According to a 2009 estimate by the Council on Tall Buildings and Urban Habitat, Kuala Lumpur was projected to rank 10th among the cities with the most completed buildings above 100 metres with a combined height of 34,035 metres from its 244 high rise buildings in 2010. As of 2019, the city of Kuala Lumpur has over 1,900 completed high-rise buildings, of which over 700 are buildings standing taller than 100 m (328 ft); 170 are buildings over 150 m (492 ft), 42 are buildings over 200 m (656 ft) and 5 are buildings over 300 m (984 ft). The majority of them are located in the Kuala Lumpur City Centre (KLCC), Golden Triangle, Mont' Kiara and Old Downtown. The tallest building in Kuala Lumpur is Merdeka 118, which has 118 floors and stands 678.9 m (2,227 ft) in height. 

The history of skyscrapers in Kuala Lumpur began with the completion of the 73 m (239 ft) 18-story, Lee Yan Lian Building in 1945. Though not the city's first high-rise, it was the first building to surpass the 41 m (135 ft) spire of the Sultan Abdul Samad Building, which was built from 1894 to 1897. The Lee Yan Lian Building stood as the tallest in the city until it was in turn surpassed by the completion of the 77 m (253 ft) 20-story Malaysian Houses of Parliament, which opened in 1963.

Instruction 1: Extract each line of the listing below that contains the word "bush".
Instruction 2: Write the next part of the passage above on Kuala Lumpur's skyscrapers, picking up after its final sentence.

Material for this exercise:
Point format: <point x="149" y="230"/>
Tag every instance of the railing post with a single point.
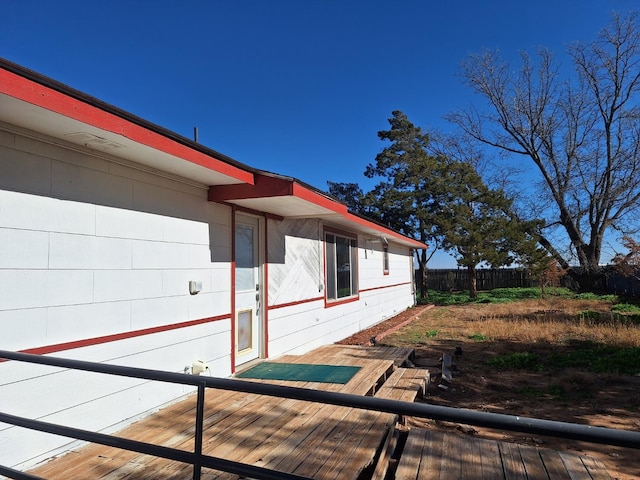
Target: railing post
<point x="197" y="466"/>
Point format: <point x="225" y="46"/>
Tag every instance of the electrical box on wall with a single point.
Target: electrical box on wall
<point x="198" y="367"/>
<point x="195" y="286"/>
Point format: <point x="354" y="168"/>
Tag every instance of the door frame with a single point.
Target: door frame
<point x="258" y="321"/>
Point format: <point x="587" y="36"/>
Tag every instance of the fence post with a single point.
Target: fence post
<point x="197" y="466"/>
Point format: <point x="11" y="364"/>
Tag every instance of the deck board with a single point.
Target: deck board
<point x="315" y="440"/>
<point x="430" y="454"/>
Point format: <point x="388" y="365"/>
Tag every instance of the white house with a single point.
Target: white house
<point x="122" y="242"/>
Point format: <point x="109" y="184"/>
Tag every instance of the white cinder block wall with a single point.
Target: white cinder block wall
<point x="92" y="248"/>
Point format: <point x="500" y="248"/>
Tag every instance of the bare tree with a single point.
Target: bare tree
<point x="582" y="134"/>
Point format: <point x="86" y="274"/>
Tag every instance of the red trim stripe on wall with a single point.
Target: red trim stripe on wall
<point x="88" y="342"/>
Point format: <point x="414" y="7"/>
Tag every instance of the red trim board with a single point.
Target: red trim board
<point x="57" y="102"/>
<point x="88" y="342"/>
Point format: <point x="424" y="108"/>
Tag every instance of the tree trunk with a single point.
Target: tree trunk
<point x="473" y="293"/>
<point x="423" y="273"/>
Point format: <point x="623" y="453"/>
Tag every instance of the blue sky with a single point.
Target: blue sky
<point x="297" y="87"/>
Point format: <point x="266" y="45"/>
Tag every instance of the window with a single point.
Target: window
<point x="385" y="259"/>
<point x="342" y="274"/>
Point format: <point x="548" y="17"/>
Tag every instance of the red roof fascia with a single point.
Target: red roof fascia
<point x="42" y="96"/>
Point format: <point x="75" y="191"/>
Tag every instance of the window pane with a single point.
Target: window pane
<point x="385" y="259"/>
<point x="331" y="266"/>
<point x="245" y="330"/>
<point x="354" y="270"/>
<point x="343" y="260"/>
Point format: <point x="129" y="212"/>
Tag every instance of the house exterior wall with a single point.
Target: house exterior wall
<point x="97" y="254"/>
<point x="95" y="262"/>
<point x="299" y="318"/>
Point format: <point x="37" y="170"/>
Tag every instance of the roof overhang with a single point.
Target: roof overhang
<point x="30" y="102"/>
<point x="91" y="124"/>
<point x="288" y="198"/>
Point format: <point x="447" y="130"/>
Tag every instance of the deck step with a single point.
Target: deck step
<point x="405" y="384"/>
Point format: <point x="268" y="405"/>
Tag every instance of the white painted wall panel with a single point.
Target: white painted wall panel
<point x="118" y="285"/>
<point x="151" y="312"/>
<point x="40" y="288"/>
<point x="23" y="328"/>
<point x="23" y="249"/>
<point x="120" y="223"/>
<point x="85" y="185"/>
<point x="77" y="322"/>
<point x="33" y="212"/>
<point x="24" y="171"/>
<point x="89" y="252"/>
<point x="295" y="261"/>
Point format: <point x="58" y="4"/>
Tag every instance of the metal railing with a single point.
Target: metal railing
<point x="608" y="436"/>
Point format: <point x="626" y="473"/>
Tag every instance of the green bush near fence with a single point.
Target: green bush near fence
<point x="505" y="295"/>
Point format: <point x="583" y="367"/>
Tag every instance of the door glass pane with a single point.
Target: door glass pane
<point x="244" y="258"/>
<point x="331" y="266"/>
<point x="245" y="332"/>
<point x="343" y="260"/>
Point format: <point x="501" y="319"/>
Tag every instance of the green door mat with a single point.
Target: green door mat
<point x="300" y="372"/>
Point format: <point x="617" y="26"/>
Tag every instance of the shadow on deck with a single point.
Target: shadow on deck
<point x="320" y="441"/>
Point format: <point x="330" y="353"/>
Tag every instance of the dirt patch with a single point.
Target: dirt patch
<point x="570" y="395"/>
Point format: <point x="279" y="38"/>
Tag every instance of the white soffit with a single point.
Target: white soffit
<point x="31" y="117"/>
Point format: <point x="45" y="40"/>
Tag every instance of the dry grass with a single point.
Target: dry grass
<point x="554" y="320"/>
<point x="571" y="360"/>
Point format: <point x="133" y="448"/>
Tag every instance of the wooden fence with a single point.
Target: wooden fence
<point x="445" y="280"/>
<point x="448" y="280"/>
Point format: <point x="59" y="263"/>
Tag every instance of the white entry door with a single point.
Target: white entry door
<point x="248" y="289"/>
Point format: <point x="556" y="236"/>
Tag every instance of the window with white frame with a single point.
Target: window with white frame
<point x="385" y="259"/>
<point x="341" y="253"/>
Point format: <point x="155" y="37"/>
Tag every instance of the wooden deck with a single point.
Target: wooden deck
<point x="312" y="440"/>
<point x="433" y="455"/>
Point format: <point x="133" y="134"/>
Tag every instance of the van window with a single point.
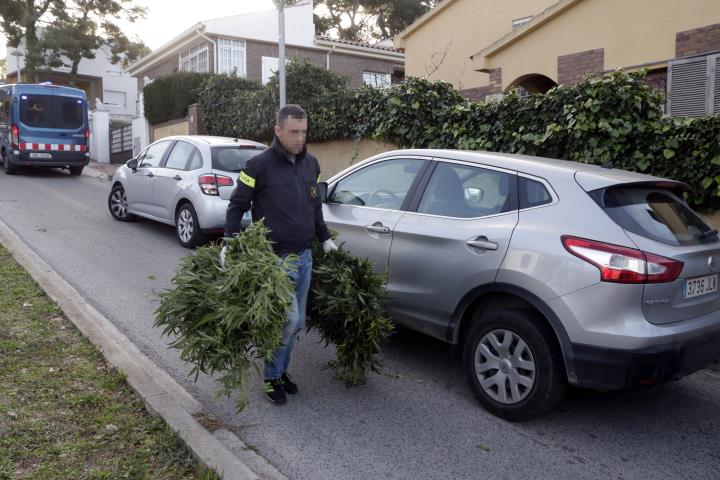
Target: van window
<point x="69" y="112"/>
<point x="36" y="110"/>
<point x="47" y="111"/>
<point x="4" y="105"/>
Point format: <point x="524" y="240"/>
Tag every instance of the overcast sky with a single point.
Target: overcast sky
<point x="167" y="18"/>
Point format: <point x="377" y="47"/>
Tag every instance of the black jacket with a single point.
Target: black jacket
<point x="284" y="194"/>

Exercise answer 1:
Tag every instance of the green bush near fence with a single point.
Target: green bush near fence

Exercise answer 2:
Kuala Lumpur went through a major building boom in the 1970s and 1980s that resulted from the city's rapid industrialisation. This period saw the construction of the Takaful Tower (formerly known as UMBC Building and then the Sime Bank Building), which was completed in 1971 and stands at 110 m (361 ft), making it Malaysia's first building over 100 m (328 ft). The first true skyscraper in Kuala Lumpur was Menara Bumiputera (today known as Menara Bank Muamalat), which was completed in 1978 and stands at 150.5 m (494 ft). Maybank Tower, standing at 243.5 m (799 ft), held the record of being the tallest building in Kuala Lumpur and Malaysia for nearly 10 years. The 50-story skyscraper holds the distinction of being the first building over 200 m (656 ft) in Kuala Lumpur and at the time of its completion in 1987, the building was the third-tallest building in Asia and the world outside of North America, after the Overseas Union Bank Centre in Singapore and the 63 Building in Seoul, South Korea. Kuala Lumpur's skyscraper-building boom continued during the 1990s and 2000s, many of them residential towers. Since 2000, there has been a sharp increase in the number of skyscrapers under construction in the city area, particularly in the KLCC, Mont' Kiara and Bukit Bintang. There are also several new skyscrapers under development in the Tun Razak Exchange and Tradewinds Square Complex districts.

Tallest buildings
This lists ranks Kuala Lumpur's skyscrapers that stand at least 150 m (492 ft) tall, based on standard height measurement. This includes spires and architectural details but does not include antenna masts. An equal sign (=) following a rank indicates the same height between two or more buildings. An asterisk (*) indicates that the building is still under construction, but has been topped out. The "Year" column indicates the year in which a building was completed.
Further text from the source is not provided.